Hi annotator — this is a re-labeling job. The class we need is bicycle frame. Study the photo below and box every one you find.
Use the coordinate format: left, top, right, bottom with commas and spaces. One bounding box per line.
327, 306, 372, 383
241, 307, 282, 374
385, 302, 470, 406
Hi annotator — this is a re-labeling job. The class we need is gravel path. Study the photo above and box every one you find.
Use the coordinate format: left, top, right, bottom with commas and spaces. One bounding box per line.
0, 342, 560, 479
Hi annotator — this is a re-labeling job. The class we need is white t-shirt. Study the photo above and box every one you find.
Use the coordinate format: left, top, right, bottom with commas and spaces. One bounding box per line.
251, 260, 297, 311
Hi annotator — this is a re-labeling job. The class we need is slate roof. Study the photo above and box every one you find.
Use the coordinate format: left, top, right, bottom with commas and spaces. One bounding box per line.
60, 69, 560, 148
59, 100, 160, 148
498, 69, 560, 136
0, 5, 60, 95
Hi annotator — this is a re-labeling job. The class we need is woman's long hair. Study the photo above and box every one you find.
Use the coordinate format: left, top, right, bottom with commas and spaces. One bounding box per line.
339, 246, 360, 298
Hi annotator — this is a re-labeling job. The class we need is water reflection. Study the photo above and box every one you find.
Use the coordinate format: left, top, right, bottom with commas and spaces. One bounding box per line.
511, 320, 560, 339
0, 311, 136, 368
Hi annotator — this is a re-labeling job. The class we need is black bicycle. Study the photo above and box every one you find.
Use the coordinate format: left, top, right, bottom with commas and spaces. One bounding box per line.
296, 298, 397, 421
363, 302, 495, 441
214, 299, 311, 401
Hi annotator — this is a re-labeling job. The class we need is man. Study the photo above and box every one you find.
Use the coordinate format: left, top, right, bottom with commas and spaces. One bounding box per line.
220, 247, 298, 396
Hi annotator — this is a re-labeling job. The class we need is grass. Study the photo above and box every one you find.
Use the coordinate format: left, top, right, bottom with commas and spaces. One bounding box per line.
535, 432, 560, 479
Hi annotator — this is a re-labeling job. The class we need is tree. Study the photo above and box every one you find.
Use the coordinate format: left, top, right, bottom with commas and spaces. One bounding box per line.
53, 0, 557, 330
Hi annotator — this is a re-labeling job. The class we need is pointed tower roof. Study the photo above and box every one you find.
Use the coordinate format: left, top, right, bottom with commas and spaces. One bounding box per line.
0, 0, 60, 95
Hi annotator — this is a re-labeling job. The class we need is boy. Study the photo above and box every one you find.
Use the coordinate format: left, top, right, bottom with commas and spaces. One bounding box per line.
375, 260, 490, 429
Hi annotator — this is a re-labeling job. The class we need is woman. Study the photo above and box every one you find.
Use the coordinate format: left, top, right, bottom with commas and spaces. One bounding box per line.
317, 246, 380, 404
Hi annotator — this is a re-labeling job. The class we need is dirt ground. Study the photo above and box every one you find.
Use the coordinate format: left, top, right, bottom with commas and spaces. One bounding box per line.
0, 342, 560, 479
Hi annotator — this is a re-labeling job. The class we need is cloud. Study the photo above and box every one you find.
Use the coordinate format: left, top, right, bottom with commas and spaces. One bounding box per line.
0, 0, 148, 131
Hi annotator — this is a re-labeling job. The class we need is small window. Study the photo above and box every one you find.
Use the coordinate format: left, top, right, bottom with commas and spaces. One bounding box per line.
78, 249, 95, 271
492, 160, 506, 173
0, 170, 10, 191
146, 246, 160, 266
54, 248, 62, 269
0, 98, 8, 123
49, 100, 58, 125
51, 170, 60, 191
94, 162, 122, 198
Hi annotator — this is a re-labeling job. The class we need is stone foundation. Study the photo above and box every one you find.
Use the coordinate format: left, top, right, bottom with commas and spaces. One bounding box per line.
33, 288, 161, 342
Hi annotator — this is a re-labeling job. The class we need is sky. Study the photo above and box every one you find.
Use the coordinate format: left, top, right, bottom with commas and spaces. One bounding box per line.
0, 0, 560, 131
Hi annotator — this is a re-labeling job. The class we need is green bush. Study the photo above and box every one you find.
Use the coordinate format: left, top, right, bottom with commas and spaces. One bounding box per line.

☆ ☆ ☆ ☆

Format every line of the items above as a numbered list, leaving out any blank lines.

__CORRECT RESULT__:
1. Hi annotator — this is a re-labeling job. The class we need is bicycle frame. Study the photo below and box every one you find.
2. Use the coordinate format: left, top, right, bottom with commas and spaces. One bounding box per line.
3. 327, 306, 372, 383
4. 241, 307, 282, 374
5. 385, 302, 470, 406
6. Hi annotator — this is a re-labeling job. The class we need is gravel path. Study the photo above and box every one you find.
7. Use the coordinate format: left, top, right, bottom with commas and spaces. One bounding box per line.
8. 0, 342, 560, 479
9. Hi annotator — this is a re-labeling job. The class we need is white t-shirt. Study the photo above and box every one you find.
10. Use the coordinate format: left, top, right, bottom with commas and spaces. One bounding box per line.
11. 251, 260, 297, 311
12. Hi annotator — this is a re-labeling job. The class we need is slate roof. Study the photo above and box every one you find.
13. Use the coordinate format: left, top, right, bottom with commas and spaces. One bounding box per line.
14. 60, 69, 560, 148
15. 59, 100, 160, 148
16. 498, 69, 560, 136
17. 0, 5, 60, 95
18. Hi annotator — this is a re-labeling job. The class we need is woman's long hair. Study the photo above and box every one you find.
19. Use the coordinate format: left, top, right, bottom with commas and spaces. One bounding box per line.
20. 339, 246, 360, 298
21. Hi annotator — this is a re-labeling job. The class we need is water reflection. Study the photo above and box every one you find.
22. Use the coordinate format: left, top, right, bottom with commas and spaces. One bounding box per line.
23. 511, 320, 560, 339
24. 0, 311, 136, 368
25. Hi annotator — this is a re-labeling job. The class we need is black bicycle. Study the photo above and box every one you find.
26. Use the coordinate format: left, top, right, bottom with commas and spaces. One bounding box per line.
27. 296, 298, 397, 421
28. 363, 302, 495, 441
29. 214, 299, 311, 401
30. Hi annotator — this is a re-labeling job. The class we need is man. Study the photo above and box every one you find.
31. Use the coordinate format: left, top, right, bottom with commas and spaces. One bounding box per line.
32. 220, 247, 298, 396
33. Hi annotator — this is a re-labeling job. The class we need is grass. Study the photo above and box every one you find.
34. Use the coordinate format: left, top, right, bottom with commas and spaces. One bounding box per line.
35. 535, 432, 560, 479
36. Hi annotator — this is a re-labeling job. The class we need is tree. Study the photo above and box every one you find.
37. Use the coordinate format: left, top, right, bottom with commas and spaces. One bounding box per line.
38. 53, 0, 557, 330
39. Hi annotator — this is a re-labeling job. The class we need is pointed tower roof. Study the photo above and box every one you find.
40. Use the coordinate format: left, top, right, bottom with commas and spaces. One bounding box per line.
41. 0, 0, 60, 95
42. Hi annotator — this is a re-labeling job. The class we need is boy. Study the photo above and box every one you find.
43. Use the coordinate format: left, top, right, bottom with commas and spaces. One bounding box per line.
44. 375, 260, 490, 429
45. Hi annotator — this is a re-labeling job. The class we need is woman. Study the photo above and box every one you find.
46. Use the coordinate format: left, top, right, bottom with commas and spaces. One bounding box per line.
47. 317, 246, 380, 404
48. Hi annotator — this is a re-labeling job. The class we need is dirt ground. Study the photo above and box every one you find.
49. Use the coordinate format: left, top, right, bottom with commas and spaces. One bounding box per line.
50. 0, 342, 560, 479
51. Hi annotator — this is a re-labeling job. The class we need is cloud. Study the photo above and box every one you find.
52. Use the coordinate format: left, top, right, bottom with commas and spaces. One bounding box per line.
53. 0, 0, 148, 131
54. Hi annotator — this is a re-labeling job. The class we need is small window. Study the photo above and box every one you find.
55. Use the coordinate format: left, top, right, bottom with commas and spaces. One bounding box per line.
56. 78, 249, 95, 271
57. 492, 160, 506, 173
58. 0, 170, 10, 191
59. 146, 246, 160, 266
60. 54, 248, 62, 269
61. 0, 98, 8, 123
62. 49, 100, 58, 125
63. 51, 170, 60, 191
64. 94, 162, 122, 198
65. Hi annotator — this is a re-labeling job. The class we need is stone foundation. Study the photo above and box every one you find.
66. Use the coordinate format: left, top, right, bottom with commas and spaces. One bounding box per line.
67. 33, 288, 161, 342
68. Hi annotator — this is a re-labeling job. The class we need is sky. Study the photo above and box every one you find.
69. Use the coordinate format: left, top, right, bottom with commas and spaces. One bounding box per line.
70. 0, 0, 560, 131
71. Hi annotator — this is a re-labeling job. The class we need is green bush. Study the photo above and box every one you find.
72. Use the coordinate format: left, top, right, bottom with commas and spaces. One bounding box per line.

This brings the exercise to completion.